_Page excerpt:_
________________________________________
Brian Kelly has beat home the importance of offensive balance over the last few weeks, after initially dismissing it in early September. But after abysmal rushing attacks against Purdue and Michigan State (combined: 59 rushes for 279 yards, a 2.9 yards/carry average), Kelly preached balance, and that's paid off in the last two weeks.
Balance didn't erase the three bad interceptions thrown by Tommy Rees against Oklahoma, as the Irish quarterback still sputtered to nine completions in 24 attempts despite a ground game that gouged the Sooners for 220 yards on 29 carries. The payoff came a week later, when Arizona State was forced to respect George Atkinson and the Irish running backs because of what they did against Oklahoma.
So while Notre Dame ran for 145 yards on 37 carries (a 3.92 yards/carry average), it opened up more for Rees, who threw for 279 yards and three touchdowns.
But it's been an up-and-down year for Notre Dame running backs, with little consistency among the ranks. Amir Carlisle began the season on a tear, but after rushing for 16 yards on 11 carries against Purdue (he also lost a key fumble), he's only garnered eight carries in Notre Dame's last three games. He also hasn't proven to be reliable pass-catching target Notre Dame hoped he would be, as he's struggled doing the things Theo Riddick did so well in 2012.
Atkinson had four uninspiring games to begin the season, but his 80-yard touchdown run against Oklahoma was the culmination of being told, essentially, that if he continued to be easily tackled he wouldn't play. While Atkinson's line against Arizona State doesn't look great (18 carries, 54 yards), he had a few negative rushes that knocked 16 yards off his total -- a hallmark of Arizona State's generally-weak run defense.
________________________________________
_Work request A:_ Can you reproduce, word for word, the stretch of the Notre Dame rushing article from "Balance didn't erase" through "did against Oklahoma."?
_Work request B:_ Would you pick up the Notre Dame rushing article after its final sentence and keep it going?
________________________________________
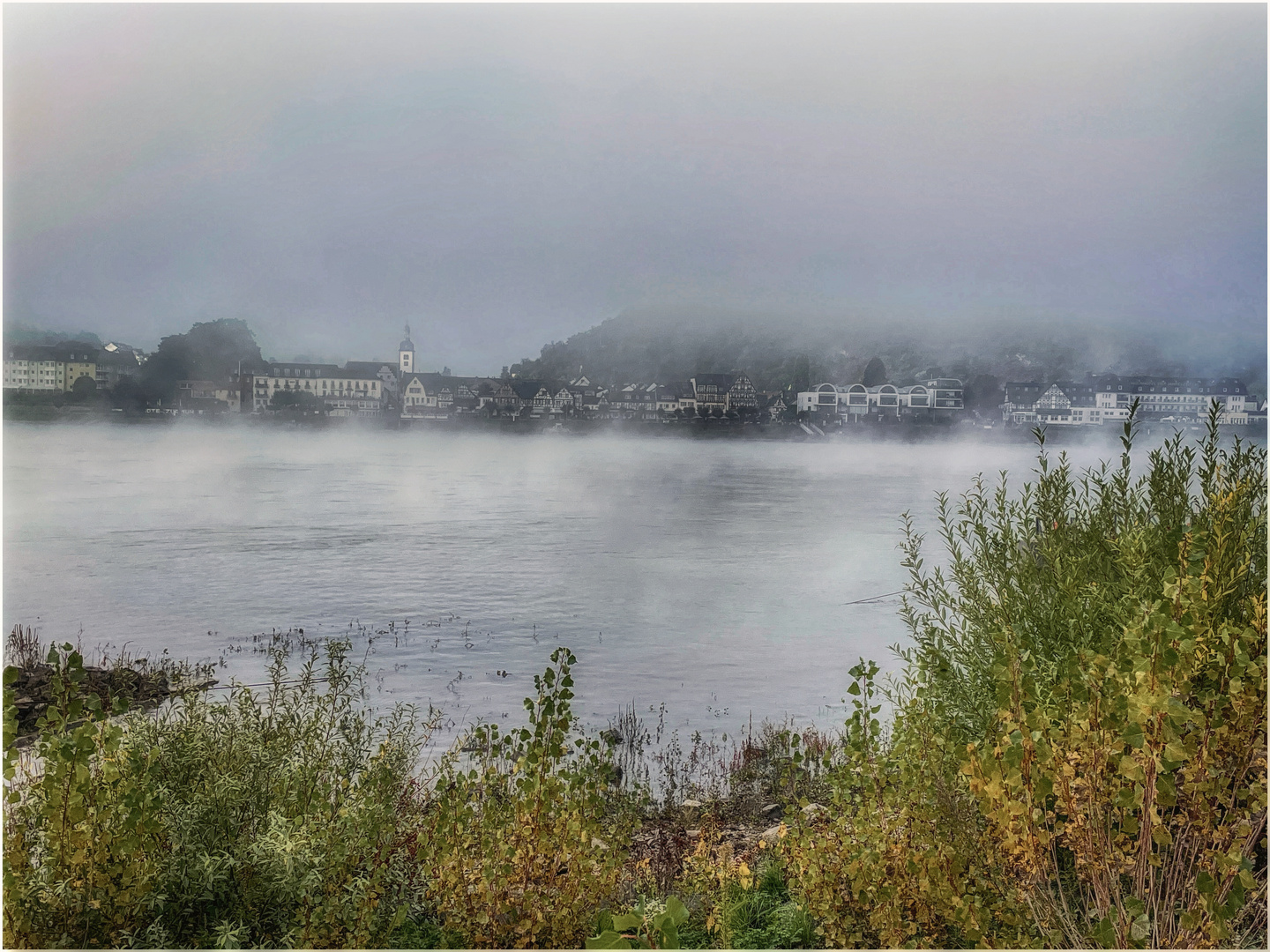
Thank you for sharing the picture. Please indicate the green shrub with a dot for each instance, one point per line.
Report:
(519, 847)
(84, 839)
(265, 820)
(1077, 755)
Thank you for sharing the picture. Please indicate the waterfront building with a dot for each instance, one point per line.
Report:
(208, 397)
(915, 400)
(825, 398)
(343, 392)
(115, 362)
(1021, 398)
(49, 368)
(710, 391)
(1096, 401)
(883, 400)
(383, 369)
(1179, 398)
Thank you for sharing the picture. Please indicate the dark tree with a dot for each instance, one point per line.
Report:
(984, 392)
(875, 374)
(295, 400)
(208, 351)
(129, 394)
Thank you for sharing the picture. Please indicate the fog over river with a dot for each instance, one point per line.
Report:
(710, 576)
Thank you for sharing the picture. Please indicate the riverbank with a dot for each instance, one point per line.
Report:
(938, 430)
(1027, 729)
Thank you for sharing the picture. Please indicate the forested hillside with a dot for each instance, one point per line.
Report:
(779, 352)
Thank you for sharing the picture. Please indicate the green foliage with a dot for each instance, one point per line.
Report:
(652, 925)
(875, 372)
(1077, 755)
(265, 820)
(84, 841)
(519, 845)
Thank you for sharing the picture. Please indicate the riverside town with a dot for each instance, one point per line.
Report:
(78, 376)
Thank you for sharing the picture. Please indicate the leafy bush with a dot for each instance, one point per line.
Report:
(257, 820)
(1079, 747)
(519, 845)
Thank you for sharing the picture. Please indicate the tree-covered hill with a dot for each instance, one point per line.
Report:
(780, 352)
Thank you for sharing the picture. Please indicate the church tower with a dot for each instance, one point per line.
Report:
(406, 354)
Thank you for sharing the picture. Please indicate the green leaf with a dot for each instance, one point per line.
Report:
(677, 911)
(1104, 933)
(608, 940)
(1140, 928)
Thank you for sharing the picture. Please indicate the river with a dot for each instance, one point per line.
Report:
(714, 576)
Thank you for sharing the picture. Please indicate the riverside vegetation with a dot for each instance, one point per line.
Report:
(1076, 756)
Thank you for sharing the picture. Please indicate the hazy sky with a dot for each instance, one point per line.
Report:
(507, 175)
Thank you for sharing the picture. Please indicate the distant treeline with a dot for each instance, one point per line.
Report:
(781, 354)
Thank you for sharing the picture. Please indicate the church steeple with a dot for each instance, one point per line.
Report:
(406, 354)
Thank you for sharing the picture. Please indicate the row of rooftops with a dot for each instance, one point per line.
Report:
(1085, 392)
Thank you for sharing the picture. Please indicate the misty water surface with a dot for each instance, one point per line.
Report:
(710, 576)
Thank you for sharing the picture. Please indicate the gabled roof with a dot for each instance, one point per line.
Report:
(715, 380)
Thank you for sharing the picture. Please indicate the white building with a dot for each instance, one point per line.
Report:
(1106, 400)
(406, 354)
(343, 392)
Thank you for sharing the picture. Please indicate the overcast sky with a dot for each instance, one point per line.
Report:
(501, 176)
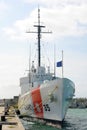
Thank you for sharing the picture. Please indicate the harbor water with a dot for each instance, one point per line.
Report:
(76, 119)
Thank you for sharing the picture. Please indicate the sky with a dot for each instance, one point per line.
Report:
(67, 19)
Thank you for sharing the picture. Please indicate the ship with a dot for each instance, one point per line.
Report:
(43, 95)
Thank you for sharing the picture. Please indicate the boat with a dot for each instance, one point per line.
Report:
(43, 95)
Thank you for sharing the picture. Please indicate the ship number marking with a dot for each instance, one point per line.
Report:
(46, 107)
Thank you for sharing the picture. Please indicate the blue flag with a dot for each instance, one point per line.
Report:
(59, 64)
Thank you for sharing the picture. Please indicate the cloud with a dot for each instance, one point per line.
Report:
(3, 8)
(63, 20)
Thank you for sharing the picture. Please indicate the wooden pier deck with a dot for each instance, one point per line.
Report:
(12, 121)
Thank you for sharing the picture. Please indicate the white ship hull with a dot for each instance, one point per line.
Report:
(49, 101)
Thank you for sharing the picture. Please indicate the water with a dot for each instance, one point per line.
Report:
(76, 119)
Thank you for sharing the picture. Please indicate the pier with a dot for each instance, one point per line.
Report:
(9, 121)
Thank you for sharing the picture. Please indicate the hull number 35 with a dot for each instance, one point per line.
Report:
(46, 107)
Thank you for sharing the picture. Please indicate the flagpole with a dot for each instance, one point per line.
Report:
(62, 65)
(54, 62)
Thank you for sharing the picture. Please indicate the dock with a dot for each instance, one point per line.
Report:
(10, 121)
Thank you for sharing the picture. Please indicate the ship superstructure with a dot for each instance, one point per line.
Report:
(43, 95)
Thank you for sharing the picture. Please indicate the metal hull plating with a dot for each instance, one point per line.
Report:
(50, 100)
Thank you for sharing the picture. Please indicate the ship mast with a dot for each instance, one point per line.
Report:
(39, 27)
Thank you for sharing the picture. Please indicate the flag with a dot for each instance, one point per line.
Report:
(59, 64)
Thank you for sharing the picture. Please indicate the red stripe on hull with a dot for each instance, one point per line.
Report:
(37, 102)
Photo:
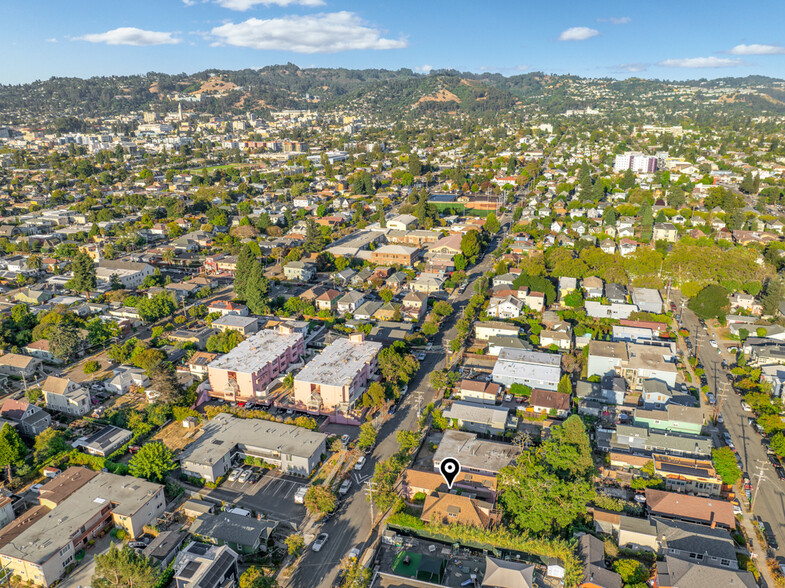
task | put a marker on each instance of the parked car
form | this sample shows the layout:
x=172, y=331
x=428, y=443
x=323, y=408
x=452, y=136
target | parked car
x=319, y=542
x=299, y=496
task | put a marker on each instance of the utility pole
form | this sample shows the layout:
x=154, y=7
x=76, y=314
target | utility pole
________________________________________
_Expected output A:_
Balance didn't erase the three bad interceptions thrown by Tommy Rees against Oklahoma, as the Irish quarterback still sputtered to nine completions in 24 attempts despite a ground game that gouged the Sooners for 220 yards on 29 carries. The payoff came a week later, when Arizona State was forced to respect George Atkinson and the Irish running backs because of what they did against Oklahoma.

_Expected output B:_
Freshman Tarean Folston appears to have entered the Irish running back rotation, too -- while he didn't play against ASU, he had four carries vs. Michigan State and two vs. Oklahoma, and has been routinely praised by Kelly over the last few weeks. Fellow freshman Greg Bryant was on Notre Dame's depth chart last week, but only has six carries on the year and could be a target for a medical redshirt.
The one guy with a defined role here appears to be Cam McDaniel, who Notre Dame heavily relies upon to close out wins. In Notre Dame's four victories, McDaniel has 59 carries for 247 yards; in Notre Dame's two losses he has four carries for 16 yards.
This is a group that hasn't really found itself through six games, but has shown flashes of the kind of production Notre Dame's offense needs in the second half. Getting consistency out of the backfield is the next step, no matter who's running the ball.